> [Directions for this task]
Only the lines below, from the one with "Could you spot the vertical" through the one with "Could you spot the woman's teeth", are to be written out, exactly.

> [Provided records]
==============================
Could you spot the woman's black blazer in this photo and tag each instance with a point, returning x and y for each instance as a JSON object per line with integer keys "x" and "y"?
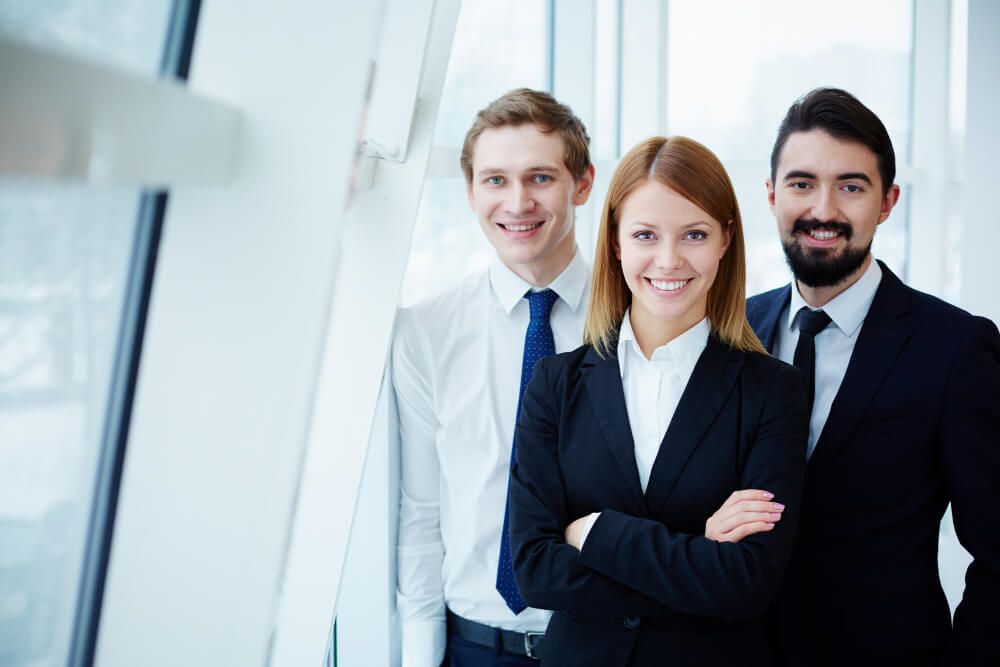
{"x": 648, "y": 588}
==============================
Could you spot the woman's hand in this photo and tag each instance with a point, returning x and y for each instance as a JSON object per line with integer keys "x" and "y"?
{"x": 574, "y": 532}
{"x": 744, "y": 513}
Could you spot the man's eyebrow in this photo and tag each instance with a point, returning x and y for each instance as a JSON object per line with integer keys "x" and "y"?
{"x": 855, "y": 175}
==============================
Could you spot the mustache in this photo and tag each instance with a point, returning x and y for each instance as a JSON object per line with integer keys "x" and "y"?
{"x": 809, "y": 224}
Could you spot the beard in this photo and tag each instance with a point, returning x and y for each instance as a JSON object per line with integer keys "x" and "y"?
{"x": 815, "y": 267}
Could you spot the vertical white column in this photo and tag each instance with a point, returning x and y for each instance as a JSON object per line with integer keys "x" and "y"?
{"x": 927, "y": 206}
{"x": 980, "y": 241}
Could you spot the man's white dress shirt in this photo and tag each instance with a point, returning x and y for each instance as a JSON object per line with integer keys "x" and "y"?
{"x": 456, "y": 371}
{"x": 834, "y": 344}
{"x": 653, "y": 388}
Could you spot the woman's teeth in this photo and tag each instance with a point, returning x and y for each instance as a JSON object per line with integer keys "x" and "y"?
==============================
> [Task output]
Could you spot the vertical white column in this photo and tag each instance with a point, returning x and y for each instance as a JSON object per line with integer keys "x" and "y"?
{"x": 927, "y": 206}
{"x": 980, "y": 241}
Could you spot the man's white dress shirt in this photo and tag each instance with a point, returning x and y for each instance as a JSON object per line with integer keys "x" and "y"?
{"x": 456, "y": 371}
{"x": 834, "y": 344}
{"x": 653, "y": 388}
Could you spot the woman's teeth in this photo and tag each instance with a point, returning x and y for each instance as a JSON object per line with integer keys "x" and "y"?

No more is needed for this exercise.